▶ WRITTEN TASKS
1. Answer from the Inheritance reviews:
(a) How many tonnes of high-grade iron ore will the mineral claim yield?
(b) How much money does Andy Larkham get used to having in the bank?
(c) Who told Nicholas Shakespeare about the man who turned up at the wrong funeral?
2. Quote the Inheritance reviews from "Tuesday, 17 August" up to and including "not be forgotten.".

▶ DOCUMENT
··········

Tuesday, 17 August 2010

Two books to read this summer

Will to live

When the past becomes the present

Inheritance. By Nicholas Shakespeare. Harvill Secker; 272 pages; £12.99. Buy from Amazon.co.uk

NICHOLAS SHAKESPEARE’S new novel, “Inheritance”, begins with a wandering in the wilderness; a four-page piece of bravura writing in which a driven man crosses mountain and desert to peg out an Australian mineral claim that will yield 1,000m tonnes of high-grade iron ore. He calls it Mt Ararat, which should not be forgotten.

“Inheritance” is full of such clues. The miner, son of Australian-Armenians, is a smart if naive boy with an iron will and a heart that is easily broken. By the time he dies he has morphed into a discreet and elegant Englishman by the name of Christopher Madigan. Rich beyond his immigrant parents’ wildest imaginings, Madigan leaves half his fortune to his housekeeper and the other half, randomly at his own request, to the first person who appears at his funeral. Madigan’s estranged daughter, Jeanine, arrives late, to her cost.

This narrative sleight of hand allows for the entry into the story of Andy Larkham, the accidental heir. Like the heroes in Mr Shakespeare’s other novels, Larkham is unsure of himself, stuck in a dead-end job and with a fiancée who is about to ditch him, but at heart he is an intelligent and romantic chap. Madigan’s back story is also the story of Larkham’s maturing as he grapples with the eternal question of who he wants to be while getting used to having £17m in the bank.

In lesser hands this might have been just a cheap literary trick. But Mr Shakespeare (pictured) is a novelist of considerable talent, and his evocation of Krikor Makertich, the grandson of an Armenian woman made pregnant by a man who raped her, and his metamorphosis into Madigan, the English gent, is a study in persuasion and suspense. Thoughtful and beautifully observed, “Inheritance” takes one of the darkest episodes of the 20th century—the Armenians’ history at the hands of the Turks—and explores the gamble that is man’s existence on earth. Never predictable, this novel combines a remarkable narrative force with the lightest of touches. A book to savour and pass on.

The Courier Mail (Australia)
July 31, 2010 Saturday
1 - First with the news Edition
Extra sensory perceptiveness

Inheritance
Nicholas Shakespeare
Harvill Secker, $35


Just hearing a chance story from a friend was enough to set acclaimed
writer Nicholas Shakespeare off on a new literary journey, drawing the
forces of good and evil into a gripping parable, writes Bron Sibree

NICHOLAS Shakespeare has spent much of his life in thrall to the siren
call of one story or another. So it's not surprising to discover that
four years ago when his friend, novelist Murray Bail, told him about a
man who'd turned up at the wrong funeral only to find out later he'd
inherited the deceased's estate, that Shakespeare was instantly
hooked.

··········

Point placement records
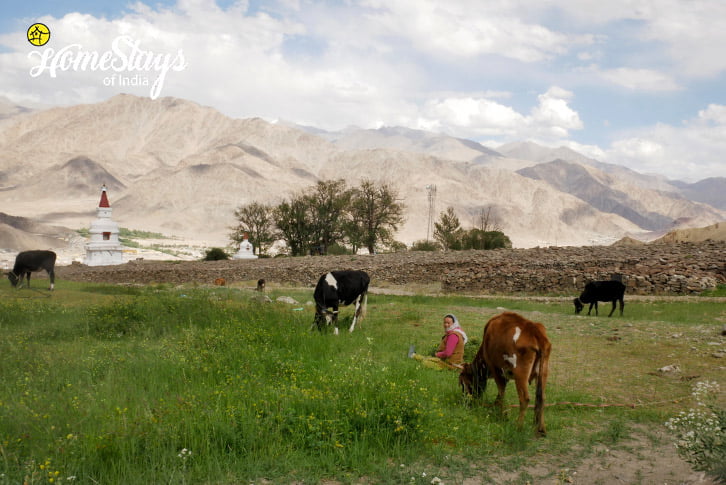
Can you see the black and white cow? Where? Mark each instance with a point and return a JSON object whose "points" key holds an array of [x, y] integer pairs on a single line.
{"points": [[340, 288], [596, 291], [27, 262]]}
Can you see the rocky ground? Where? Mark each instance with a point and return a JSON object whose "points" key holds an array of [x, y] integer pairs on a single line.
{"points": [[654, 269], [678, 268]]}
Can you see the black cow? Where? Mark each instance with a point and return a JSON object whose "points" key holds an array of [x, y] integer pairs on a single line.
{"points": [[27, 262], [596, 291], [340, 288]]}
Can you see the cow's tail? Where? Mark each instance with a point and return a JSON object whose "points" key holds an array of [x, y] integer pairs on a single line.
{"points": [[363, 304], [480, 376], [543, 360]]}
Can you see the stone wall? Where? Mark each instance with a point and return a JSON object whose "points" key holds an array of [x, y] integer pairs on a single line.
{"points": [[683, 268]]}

··········

▶ FULL ANSWERS
1.
(a) 1,000m tonnes
(b) £17m
(c) His friend, the novelist Murray Bail

2.
Tuesday, 17 August 2010

Two books to read this summer

Will to live

When the past becomes the present

Inheritance. By Nicholas Shakespeare. Harvill Secker; 272 pages; £12.99. Buy from Amazon.co.uk

NICHOLAS SHAKESPEARE’S new novel, “Inheritance”, begins with a wandering in the wilderness; a four-page piece of bravura writing in which a driven man crosses mountain and desert to peg out an Australian mineral claim that will yield 1,000m tonnes of high-grade iron ore. He calls it Mt Ararat, which should not be forgotten.